Return every one of the entries below word for word, with each line unchanged.

# start of MATERIAL PROVIDED

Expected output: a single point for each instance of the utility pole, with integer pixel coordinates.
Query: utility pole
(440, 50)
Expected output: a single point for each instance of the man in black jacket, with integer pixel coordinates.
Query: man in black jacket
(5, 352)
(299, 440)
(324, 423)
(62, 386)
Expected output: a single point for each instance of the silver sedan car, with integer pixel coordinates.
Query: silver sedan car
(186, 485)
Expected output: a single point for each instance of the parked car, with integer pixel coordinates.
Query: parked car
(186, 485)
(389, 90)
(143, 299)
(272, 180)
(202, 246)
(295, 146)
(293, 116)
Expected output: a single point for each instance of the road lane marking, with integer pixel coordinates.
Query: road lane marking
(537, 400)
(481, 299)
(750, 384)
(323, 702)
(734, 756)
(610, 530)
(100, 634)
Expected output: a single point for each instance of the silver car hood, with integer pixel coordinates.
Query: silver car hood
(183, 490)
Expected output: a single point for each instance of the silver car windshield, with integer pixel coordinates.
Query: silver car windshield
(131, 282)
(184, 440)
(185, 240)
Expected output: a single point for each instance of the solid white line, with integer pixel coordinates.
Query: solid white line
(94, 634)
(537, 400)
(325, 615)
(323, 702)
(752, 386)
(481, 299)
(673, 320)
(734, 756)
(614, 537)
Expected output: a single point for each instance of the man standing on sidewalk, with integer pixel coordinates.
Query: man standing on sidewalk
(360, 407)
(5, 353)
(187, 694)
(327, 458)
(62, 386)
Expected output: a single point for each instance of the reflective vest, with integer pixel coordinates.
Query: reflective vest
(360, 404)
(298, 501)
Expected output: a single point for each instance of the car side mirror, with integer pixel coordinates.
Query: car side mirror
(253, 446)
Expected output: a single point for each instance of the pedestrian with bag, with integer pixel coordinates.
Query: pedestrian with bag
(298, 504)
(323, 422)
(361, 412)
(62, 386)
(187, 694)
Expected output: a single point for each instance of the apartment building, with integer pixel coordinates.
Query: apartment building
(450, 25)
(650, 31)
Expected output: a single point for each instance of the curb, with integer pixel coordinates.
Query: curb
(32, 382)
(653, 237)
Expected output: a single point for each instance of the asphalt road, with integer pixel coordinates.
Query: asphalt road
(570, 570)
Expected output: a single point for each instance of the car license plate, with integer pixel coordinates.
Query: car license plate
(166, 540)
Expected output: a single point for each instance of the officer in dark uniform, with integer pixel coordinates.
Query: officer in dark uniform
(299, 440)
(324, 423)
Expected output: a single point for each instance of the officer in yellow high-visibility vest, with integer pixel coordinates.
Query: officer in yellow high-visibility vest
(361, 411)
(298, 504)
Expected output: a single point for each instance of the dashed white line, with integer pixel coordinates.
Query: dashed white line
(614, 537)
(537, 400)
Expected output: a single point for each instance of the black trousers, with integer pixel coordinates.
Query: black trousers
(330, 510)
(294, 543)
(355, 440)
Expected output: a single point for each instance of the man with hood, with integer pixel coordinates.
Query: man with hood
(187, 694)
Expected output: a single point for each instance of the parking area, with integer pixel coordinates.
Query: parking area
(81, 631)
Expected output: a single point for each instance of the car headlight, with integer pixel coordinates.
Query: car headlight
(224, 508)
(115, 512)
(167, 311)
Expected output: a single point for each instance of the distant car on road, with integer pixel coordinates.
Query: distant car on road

# end of MATERIAL PROVIDED

THE RESULT:
Expected output: a single point for each instance of the utility pole, with integer pixel coordinates.
Query: utility pole
(440, 50)
Expected output: a single point for each instance of the man in black jacket, with integer pixel coordinates.
Query: man in black jacket
(5, 352)
(299, 440)
(324, 423)
(62, 386)
Expected output: a single point for each instance of the silver sedan car, with integer pixel coordinates.
Query: silver sedan car
(186, 485)
Expected output: a single point for each instance of the parked car, with integer pixel coordinates.
Query: parked car
(186, 485)
(389, 90)
(143, 299)
(272, 180)
(202, 246)
(295, 146)
(293, 116)
Expected output: a single point for each instance of the road lane marking, with integer pixel coordinates.
Query: road lane marking
(537, 400)
(481, 299)
(750, 384)
(323, 702)
(734, 756)
(610, 530)
(100, 634)
Expected output: a single point for each instance of the silver car hood, with integer pixel coordinates.
Query: silver car hood
(183, 490)
Expected output: a single point for each instance of the silver car windshield, with integer pixel coordinates.
Query: silver car windshield
(131, 282)
(184, 440)
(185, 240)
Expected output: a single point for each instance of the solid white line, with integer pixel coordinates.
Query: solid white line
(94, 634)
(537, 400)
(325, 615)
(323, 702)
(752, 386)
(481, 299)
(673, 320)
(734, 756)
(614, 537)
Expected output: a single point for each instance of the man standing on sidewalk, with integer pixel coordinates.
Query: man standing on sidewalk
(360, 407)
(5, 353)
(187, 694)
(327, 458)
(62, 386)
Expected output: a single point for each instance of the reflective vest, with integer pixel coordinates.
Query: reflective vest
(360, 404)
(298, 501)
Expected output: a single point for each instance of the car side mirror, with integer pixel coordinates.
Query: car side mirror
(253, 446)
Expected output: a single point for each instance of the pedestrian with bag, with integer pixel coordinates.
Query: pedestrian with bag
(298, 504)
(323, 422)
(361, 412)
(62, 386)
(187, 694)
Expected output: a single point for each instance of the apartment building, with integer pixel coordinates.
Query: apartment building
(450, 25)
(650, 31)
Expected output: a single point for each instance of the curb, with integer pixel coordinates.
Query: curb
(32, 382)
(653, 237)
Expected output: a single point for each instance of the asphalt road, with integer pixel coordinates.
Query: asphalt road
(570, 570)
Expected output: a single point for each instance of the car license plate, with integer pixel coordinates.
Query: car license plate
(166, 540)
Expected output: a single point for each instance of the officer in dark uniform, with integer pixel coordinates.
Query: officer in dark uniform
(299, 440)
(324, 423)
Expected output: a single point for each instance of the officer in yellow high-visibility vest, with integer pixel coordinates.
Query: officer in yellow high-visibility vest
(361, 411)
(298, 504)
Expected output: a single point for each instance of the dashed white line, with integer pixel coordinates.
Query: dashed white line
(614, 537)
(537, 400)
Expected output: a single point for each instance of the black trousers, with integer pixel coordinates.
Query: black trousers
(330, 510)
(294, 543)
(355, 440)
Expected output: a single point for each instance of the man with hood, with integer pixel coordinates.
Query: man with hood
(187, 694)
Expected output: a single point for each instance of the parking area, with integer pixel coordinates.
Query: parking area
(81, 631)
Expected output: a single point for each instance of the car headlight, with integer pixel coordinates.
Query: car headlight
(224, 508)
(115, 512)
(167, 311)
Expected output: a single point for each instance of the distant car on road, with integer pixel coordinates.
Query: distant car on road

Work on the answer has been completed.